>> start GIVEN INFORMATION

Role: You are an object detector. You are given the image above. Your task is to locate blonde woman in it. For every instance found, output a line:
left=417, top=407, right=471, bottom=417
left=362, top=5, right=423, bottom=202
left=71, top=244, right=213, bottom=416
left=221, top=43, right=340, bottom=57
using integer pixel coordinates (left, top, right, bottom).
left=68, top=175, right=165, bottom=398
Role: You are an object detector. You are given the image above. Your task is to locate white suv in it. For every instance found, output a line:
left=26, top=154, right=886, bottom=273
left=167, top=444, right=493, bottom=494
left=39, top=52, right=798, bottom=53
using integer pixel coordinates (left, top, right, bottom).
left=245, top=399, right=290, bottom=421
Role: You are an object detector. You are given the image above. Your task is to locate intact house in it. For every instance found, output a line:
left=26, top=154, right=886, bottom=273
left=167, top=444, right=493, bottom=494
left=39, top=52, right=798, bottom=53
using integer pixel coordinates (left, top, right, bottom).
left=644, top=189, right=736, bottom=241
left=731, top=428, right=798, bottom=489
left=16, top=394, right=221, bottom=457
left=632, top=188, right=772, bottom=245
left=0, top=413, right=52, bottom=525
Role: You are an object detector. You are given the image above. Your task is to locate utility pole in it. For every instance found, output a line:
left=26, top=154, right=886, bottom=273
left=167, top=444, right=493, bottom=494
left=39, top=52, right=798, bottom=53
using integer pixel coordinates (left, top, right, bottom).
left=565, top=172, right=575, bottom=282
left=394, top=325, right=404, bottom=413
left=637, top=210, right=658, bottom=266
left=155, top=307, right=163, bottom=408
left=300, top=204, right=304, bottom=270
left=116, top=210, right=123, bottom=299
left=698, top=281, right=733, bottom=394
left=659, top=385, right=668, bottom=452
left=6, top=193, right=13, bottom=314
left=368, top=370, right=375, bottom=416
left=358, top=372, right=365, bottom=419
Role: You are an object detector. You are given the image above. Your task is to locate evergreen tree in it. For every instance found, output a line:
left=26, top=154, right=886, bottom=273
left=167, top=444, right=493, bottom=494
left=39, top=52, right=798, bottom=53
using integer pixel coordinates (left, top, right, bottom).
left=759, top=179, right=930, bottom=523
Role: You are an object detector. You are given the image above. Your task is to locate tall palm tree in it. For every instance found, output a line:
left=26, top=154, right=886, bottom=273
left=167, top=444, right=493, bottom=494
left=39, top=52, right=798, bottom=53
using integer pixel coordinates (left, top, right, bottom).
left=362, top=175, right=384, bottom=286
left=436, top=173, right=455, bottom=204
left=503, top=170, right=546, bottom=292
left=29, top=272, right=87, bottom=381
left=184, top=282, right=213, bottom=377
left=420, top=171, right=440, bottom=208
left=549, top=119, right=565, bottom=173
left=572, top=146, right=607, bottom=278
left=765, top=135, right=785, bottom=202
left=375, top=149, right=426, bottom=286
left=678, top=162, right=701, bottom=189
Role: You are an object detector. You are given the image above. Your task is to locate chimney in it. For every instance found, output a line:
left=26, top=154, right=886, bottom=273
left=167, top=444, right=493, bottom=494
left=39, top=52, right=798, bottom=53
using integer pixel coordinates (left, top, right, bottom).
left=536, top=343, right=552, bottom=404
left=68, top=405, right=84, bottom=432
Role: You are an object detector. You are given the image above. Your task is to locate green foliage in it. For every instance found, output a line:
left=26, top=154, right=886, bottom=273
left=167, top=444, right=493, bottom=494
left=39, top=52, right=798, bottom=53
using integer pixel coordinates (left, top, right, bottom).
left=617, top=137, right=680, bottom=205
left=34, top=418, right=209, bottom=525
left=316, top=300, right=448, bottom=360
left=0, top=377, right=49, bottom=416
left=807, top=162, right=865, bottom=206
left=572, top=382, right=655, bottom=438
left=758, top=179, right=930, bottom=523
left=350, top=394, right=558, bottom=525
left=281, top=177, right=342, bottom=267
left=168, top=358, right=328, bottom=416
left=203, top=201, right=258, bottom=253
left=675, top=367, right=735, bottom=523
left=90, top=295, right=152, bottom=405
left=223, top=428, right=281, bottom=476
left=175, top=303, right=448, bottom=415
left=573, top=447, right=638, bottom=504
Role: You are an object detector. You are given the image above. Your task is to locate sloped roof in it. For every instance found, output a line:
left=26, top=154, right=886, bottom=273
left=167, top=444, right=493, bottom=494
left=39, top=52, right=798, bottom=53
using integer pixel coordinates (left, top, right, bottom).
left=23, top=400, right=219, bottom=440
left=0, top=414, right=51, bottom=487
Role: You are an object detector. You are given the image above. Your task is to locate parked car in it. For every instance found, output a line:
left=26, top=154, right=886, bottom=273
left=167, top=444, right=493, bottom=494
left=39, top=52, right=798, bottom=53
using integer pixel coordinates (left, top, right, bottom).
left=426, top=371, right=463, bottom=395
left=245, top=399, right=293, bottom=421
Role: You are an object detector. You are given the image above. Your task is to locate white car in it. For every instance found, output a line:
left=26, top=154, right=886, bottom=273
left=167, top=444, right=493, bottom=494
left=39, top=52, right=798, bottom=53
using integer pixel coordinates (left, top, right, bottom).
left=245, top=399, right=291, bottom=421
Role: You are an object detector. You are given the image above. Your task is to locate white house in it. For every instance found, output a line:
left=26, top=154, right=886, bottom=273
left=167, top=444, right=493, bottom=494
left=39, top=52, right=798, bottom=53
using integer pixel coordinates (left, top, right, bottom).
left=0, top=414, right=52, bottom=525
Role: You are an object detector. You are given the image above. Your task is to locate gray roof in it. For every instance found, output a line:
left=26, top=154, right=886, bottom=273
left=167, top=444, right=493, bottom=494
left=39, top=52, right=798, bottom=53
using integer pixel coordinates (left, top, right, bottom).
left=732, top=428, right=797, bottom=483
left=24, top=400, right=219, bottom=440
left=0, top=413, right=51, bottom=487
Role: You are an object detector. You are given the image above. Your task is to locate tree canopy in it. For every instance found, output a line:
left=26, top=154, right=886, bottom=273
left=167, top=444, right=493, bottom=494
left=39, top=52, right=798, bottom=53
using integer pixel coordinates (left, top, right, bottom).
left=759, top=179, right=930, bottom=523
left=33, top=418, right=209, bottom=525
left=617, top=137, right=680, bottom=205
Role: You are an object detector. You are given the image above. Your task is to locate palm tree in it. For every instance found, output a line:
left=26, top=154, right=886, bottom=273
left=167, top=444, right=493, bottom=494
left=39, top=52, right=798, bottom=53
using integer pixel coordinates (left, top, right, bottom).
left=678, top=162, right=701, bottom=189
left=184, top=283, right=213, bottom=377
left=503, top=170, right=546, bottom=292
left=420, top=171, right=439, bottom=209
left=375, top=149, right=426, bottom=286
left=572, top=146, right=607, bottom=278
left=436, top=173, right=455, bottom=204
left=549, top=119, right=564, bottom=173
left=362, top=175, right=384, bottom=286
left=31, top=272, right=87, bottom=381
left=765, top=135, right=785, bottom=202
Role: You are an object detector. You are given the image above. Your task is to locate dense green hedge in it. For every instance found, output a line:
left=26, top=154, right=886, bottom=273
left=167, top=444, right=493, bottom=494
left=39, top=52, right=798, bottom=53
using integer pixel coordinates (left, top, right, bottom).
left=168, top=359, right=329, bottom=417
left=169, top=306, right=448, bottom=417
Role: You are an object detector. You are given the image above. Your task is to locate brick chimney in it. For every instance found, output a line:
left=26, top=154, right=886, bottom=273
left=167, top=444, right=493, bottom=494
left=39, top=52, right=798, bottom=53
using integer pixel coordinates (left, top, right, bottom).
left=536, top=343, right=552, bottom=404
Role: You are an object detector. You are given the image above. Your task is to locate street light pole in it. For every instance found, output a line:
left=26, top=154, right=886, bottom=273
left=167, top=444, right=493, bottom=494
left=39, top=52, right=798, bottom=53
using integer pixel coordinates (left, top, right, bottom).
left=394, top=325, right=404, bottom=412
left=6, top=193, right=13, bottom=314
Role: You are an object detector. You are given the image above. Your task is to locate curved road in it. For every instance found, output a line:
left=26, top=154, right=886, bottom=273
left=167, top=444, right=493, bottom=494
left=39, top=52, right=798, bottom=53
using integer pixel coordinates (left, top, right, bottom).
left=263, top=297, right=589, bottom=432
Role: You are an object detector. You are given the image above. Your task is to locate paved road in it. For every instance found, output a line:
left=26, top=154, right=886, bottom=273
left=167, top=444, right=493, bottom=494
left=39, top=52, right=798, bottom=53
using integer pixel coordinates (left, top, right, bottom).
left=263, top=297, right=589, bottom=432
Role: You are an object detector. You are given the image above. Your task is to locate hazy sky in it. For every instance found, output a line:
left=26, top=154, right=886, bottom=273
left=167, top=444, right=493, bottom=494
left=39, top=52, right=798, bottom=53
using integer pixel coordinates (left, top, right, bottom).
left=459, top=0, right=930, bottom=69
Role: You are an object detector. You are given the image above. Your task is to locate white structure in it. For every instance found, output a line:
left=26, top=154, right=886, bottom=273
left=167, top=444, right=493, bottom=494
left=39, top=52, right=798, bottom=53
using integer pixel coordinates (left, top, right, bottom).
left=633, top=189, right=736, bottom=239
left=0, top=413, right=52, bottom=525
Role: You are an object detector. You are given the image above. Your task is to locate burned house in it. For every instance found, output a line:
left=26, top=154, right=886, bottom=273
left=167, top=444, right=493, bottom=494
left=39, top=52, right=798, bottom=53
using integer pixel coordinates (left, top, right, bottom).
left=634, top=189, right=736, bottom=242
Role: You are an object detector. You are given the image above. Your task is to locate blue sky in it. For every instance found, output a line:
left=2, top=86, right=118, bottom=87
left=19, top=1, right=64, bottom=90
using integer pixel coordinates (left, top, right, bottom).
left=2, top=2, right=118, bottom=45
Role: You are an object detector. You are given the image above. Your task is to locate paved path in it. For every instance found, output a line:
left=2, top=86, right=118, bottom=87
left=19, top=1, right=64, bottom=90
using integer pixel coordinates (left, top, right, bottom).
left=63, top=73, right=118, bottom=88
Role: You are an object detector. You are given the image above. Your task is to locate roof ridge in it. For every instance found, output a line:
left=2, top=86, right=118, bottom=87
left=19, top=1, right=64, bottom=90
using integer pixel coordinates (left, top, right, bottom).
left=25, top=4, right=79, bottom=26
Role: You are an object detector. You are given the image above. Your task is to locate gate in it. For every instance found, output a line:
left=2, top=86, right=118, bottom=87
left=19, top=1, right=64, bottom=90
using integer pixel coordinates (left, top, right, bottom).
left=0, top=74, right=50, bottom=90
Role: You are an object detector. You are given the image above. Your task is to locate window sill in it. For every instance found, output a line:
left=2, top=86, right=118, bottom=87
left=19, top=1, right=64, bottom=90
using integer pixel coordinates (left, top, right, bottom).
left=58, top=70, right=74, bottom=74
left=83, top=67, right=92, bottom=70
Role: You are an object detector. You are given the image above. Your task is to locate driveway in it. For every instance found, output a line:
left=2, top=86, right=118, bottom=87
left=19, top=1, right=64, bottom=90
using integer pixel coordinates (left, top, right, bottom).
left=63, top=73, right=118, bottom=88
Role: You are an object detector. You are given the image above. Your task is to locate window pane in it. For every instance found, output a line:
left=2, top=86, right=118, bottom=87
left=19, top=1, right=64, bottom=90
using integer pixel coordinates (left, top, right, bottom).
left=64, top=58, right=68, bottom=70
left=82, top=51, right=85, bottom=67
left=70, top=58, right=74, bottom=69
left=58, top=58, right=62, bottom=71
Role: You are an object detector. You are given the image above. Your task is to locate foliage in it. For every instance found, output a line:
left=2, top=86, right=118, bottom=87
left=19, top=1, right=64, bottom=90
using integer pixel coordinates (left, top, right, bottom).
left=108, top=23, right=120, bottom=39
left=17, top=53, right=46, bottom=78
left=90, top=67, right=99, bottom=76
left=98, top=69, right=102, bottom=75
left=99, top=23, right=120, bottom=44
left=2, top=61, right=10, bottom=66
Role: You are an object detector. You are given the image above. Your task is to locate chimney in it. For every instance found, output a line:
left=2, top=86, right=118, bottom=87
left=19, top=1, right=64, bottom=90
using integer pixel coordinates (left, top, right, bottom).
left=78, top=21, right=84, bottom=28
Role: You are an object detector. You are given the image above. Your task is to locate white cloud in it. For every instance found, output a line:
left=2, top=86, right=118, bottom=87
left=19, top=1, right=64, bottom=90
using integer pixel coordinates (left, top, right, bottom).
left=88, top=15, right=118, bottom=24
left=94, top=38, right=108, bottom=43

>> end GIVEN INFORMATION

GIVEN REQUEST
Reproduce word for word everything from the beginning of the records down to the line "left=68, top=175, right=165, bottom=398", with that line included.

SOLUTION TO THIS EXERCISE
Role: You are an object detector. You are given the image above. Your task is to locate blonde woman in it. For every instance found, output a line:
left=417, top=407, right=471, bottom=417
left=362, top=5, right=423, bottom=202
left=71, top=244, right=213, bottom=416
left=221, top=43, right=340, bottom=57
using integer pixel coordinates (left, top, right, bottom).
left=68, top=175, right=165, bottom=398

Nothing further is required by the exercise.